## WHAT YOU NEED TO DO
Find every line in the records below that holds the word "with", and copy each one.

## INPUT

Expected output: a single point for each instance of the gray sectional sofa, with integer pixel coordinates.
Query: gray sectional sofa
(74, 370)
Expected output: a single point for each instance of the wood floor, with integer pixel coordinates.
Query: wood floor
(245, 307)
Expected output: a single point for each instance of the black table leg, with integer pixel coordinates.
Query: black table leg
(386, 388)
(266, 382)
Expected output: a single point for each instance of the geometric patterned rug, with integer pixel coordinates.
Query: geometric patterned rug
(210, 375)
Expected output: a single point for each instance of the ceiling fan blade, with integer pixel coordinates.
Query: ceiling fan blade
* * *
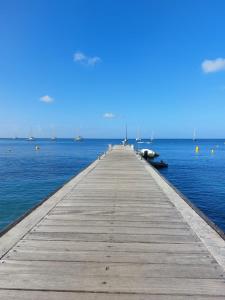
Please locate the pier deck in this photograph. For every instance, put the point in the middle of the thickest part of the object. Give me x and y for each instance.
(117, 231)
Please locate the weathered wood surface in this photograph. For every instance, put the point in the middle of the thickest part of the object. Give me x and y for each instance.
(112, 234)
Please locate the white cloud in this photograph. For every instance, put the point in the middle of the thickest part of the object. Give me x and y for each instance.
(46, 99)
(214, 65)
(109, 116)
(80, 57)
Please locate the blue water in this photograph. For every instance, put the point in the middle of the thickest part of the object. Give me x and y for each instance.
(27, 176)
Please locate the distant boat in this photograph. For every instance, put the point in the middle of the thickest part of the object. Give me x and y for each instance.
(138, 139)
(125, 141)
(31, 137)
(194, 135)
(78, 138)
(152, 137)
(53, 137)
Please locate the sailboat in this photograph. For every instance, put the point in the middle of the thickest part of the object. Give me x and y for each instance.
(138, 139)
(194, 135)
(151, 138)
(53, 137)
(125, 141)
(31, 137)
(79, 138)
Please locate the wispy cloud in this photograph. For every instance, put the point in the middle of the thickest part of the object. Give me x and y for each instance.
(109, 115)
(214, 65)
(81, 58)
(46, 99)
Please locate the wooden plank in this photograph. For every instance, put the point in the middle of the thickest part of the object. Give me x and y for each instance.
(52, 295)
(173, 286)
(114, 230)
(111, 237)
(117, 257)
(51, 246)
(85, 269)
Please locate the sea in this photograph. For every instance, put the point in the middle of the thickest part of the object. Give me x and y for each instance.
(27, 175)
==
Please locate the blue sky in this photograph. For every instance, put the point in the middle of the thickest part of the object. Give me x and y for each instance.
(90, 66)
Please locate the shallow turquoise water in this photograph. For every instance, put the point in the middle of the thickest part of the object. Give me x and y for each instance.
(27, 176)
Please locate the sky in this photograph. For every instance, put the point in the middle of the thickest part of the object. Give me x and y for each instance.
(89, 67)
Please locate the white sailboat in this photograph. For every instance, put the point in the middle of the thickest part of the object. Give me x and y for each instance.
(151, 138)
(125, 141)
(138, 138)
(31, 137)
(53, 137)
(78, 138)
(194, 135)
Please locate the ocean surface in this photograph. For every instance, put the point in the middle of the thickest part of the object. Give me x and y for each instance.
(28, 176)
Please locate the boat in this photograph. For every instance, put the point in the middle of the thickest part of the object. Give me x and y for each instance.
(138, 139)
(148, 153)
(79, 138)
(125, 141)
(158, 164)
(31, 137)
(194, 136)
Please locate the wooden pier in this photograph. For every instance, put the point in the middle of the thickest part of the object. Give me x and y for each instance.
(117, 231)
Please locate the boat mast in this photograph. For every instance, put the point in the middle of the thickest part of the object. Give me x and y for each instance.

## WRITTEN SOLUTION
Expected output: a single point for each instance of the gray sectional sofa, with integer pixel coordinates.
Expected output: a single point for each instance of the wood floor, with integer pixel coordinates.
Expected output: a single point for each instance of the black table leg, with integer pixel coordinates.
Expected output: a single point for each instance of the geometric patterned rug, with integer pixel coordinates.
Expected output: a single point for each instance of the ceiling fan blade, with integer pixel coordinates.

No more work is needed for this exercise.